» **What is asked**
Which lines in the items below contain the string "renault"? Identify each of them and copy it in full.

(Rows from a pointing dataset)
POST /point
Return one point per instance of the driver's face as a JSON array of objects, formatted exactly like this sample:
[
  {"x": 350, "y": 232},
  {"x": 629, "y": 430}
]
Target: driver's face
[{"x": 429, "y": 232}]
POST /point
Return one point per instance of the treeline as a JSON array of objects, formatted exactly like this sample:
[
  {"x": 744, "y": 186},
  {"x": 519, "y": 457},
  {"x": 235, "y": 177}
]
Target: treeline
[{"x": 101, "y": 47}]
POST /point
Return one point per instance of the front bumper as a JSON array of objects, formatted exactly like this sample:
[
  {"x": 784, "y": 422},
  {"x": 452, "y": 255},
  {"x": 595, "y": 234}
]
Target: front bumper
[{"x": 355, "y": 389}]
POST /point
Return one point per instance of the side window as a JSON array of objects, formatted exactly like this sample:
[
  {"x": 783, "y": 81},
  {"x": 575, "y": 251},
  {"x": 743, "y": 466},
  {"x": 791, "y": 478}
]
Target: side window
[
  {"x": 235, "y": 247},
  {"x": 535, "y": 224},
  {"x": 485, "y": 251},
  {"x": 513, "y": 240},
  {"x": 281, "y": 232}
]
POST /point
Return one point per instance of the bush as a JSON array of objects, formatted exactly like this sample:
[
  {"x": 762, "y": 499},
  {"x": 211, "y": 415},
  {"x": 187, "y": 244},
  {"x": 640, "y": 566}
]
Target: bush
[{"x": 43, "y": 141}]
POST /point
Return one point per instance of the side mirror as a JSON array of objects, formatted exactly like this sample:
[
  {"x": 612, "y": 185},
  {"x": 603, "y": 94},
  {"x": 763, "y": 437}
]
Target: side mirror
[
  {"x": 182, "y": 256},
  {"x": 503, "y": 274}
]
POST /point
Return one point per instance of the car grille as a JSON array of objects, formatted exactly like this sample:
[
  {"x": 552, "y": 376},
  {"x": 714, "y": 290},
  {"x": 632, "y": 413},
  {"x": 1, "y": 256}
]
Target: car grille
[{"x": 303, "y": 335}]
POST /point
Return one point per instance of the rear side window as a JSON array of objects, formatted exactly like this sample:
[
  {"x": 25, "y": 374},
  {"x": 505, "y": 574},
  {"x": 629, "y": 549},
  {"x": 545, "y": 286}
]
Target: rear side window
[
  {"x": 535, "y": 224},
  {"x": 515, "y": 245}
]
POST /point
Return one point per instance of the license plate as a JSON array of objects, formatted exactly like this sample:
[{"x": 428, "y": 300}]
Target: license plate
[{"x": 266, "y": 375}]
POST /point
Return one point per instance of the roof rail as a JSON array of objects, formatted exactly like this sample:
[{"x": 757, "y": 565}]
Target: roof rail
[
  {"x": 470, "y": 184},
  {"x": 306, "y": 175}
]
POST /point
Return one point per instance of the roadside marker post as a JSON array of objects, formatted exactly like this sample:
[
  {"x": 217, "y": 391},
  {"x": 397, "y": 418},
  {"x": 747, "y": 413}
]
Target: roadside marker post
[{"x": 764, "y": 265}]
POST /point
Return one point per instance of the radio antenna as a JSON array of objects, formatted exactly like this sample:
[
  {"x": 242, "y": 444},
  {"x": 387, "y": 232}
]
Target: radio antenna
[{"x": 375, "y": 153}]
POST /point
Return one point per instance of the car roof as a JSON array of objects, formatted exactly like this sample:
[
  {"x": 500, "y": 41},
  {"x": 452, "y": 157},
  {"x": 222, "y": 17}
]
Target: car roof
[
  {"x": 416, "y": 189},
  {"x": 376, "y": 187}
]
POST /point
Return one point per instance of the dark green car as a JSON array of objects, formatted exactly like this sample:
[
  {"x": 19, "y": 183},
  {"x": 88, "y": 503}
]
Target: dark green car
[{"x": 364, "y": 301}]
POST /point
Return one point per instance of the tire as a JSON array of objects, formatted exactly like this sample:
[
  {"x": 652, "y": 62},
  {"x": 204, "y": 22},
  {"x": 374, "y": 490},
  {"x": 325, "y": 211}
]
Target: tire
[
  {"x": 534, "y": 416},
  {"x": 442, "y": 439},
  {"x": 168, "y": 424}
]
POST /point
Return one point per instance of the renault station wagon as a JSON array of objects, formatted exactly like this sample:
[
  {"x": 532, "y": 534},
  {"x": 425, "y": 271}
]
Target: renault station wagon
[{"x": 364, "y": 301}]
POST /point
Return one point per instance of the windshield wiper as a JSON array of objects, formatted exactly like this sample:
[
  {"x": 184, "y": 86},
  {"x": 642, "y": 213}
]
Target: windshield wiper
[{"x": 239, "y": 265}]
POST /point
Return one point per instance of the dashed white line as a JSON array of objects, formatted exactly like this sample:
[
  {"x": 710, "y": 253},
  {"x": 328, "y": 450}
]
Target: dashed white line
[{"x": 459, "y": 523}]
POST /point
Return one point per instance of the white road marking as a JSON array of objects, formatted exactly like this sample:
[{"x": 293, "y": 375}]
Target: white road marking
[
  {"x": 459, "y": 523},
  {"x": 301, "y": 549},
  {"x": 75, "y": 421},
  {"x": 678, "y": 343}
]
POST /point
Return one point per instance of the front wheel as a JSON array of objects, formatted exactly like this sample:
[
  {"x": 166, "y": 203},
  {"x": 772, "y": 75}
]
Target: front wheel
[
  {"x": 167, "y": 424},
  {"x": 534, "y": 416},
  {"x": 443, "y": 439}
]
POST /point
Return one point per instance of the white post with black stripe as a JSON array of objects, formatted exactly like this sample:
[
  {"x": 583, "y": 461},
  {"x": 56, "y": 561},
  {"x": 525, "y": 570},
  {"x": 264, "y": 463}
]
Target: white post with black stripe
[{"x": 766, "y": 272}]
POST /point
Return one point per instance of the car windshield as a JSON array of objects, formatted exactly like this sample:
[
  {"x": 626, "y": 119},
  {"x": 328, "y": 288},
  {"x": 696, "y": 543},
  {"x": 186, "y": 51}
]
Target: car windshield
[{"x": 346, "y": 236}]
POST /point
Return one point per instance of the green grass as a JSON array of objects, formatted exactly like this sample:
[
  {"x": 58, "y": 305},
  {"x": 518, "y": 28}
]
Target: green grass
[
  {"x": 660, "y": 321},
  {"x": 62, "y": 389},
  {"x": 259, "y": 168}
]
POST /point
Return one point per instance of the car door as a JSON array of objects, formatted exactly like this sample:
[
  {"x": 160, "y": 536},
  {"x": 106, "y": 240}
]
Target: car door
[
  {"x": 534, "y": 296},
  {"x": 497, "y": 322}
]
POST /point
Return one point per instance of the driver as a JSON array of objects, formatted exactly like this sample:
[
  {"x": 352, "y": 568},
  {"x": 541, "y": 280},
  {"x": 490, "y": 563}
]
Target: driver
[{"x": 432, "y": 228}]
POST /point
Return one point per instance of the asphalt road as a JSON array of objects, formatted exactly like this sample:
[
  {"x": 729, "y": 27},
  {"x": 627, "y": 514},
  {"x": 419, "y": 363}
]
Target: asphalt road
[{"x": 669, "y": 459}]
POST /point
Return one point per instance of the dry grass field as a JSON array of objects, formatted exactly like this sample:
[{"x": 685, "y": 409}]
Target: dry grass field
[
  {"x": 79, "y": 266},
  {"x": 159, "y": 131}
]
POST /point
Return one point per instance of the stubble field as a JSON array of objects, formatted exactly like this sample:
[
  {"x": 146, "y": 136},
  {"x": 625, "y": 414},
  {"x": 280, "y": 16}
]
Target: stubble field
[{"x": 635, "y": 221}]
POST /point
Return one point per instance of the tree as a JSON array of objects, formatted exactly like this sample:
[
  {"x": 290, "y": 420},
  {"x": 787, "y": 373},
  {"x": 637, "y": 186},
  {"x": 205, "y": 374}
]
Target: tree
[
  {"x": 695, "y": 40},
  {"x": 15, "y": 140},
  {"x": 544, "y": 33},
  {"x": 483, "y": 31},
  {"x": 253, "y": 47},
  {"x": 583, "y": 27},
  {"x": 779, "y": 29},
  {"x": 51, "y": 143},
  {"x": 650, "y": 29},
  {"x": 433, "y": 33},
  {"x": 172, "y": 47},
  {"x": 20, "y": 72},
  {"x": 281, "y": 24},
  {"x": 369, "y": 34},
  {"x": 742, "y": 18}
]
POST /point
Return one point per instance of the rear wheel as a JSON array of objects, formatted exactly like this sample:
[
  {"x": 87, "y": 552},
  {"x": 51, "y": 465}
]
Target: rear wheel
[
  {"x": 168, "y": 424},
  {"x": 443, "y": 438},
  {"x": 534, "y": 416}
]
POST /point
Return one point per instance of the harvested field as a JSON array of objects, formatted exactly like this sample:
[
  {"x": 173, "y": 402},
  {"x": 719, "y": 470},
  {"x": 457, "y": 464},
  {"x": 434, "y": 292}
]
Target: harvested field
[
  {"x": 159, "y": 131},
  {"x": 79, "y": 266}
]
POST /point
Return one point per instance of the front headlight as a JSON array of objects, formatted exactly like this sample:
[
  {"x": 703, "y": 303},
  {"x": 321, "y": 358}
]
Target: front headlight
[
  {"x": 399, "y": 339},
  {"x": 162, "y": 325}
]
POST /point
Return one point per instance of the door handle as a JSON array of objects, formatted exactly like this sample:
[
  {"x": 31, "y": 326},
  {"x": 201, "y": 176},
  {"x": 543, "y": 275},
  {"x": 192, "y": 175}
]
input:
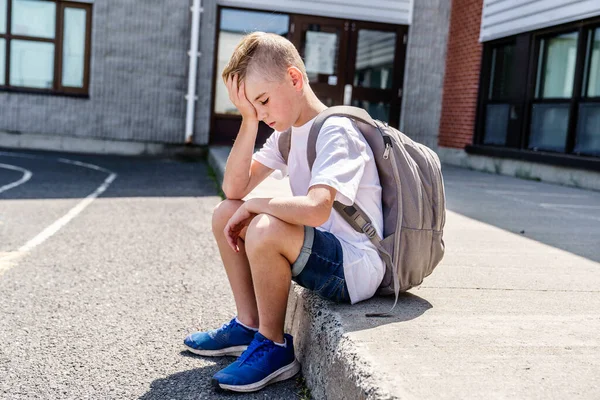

» **Solution to the problem**
Return one point per instance of the renault station wagon as a JSON array of objects, formatted exactly like this sample:
Target: renault station wagon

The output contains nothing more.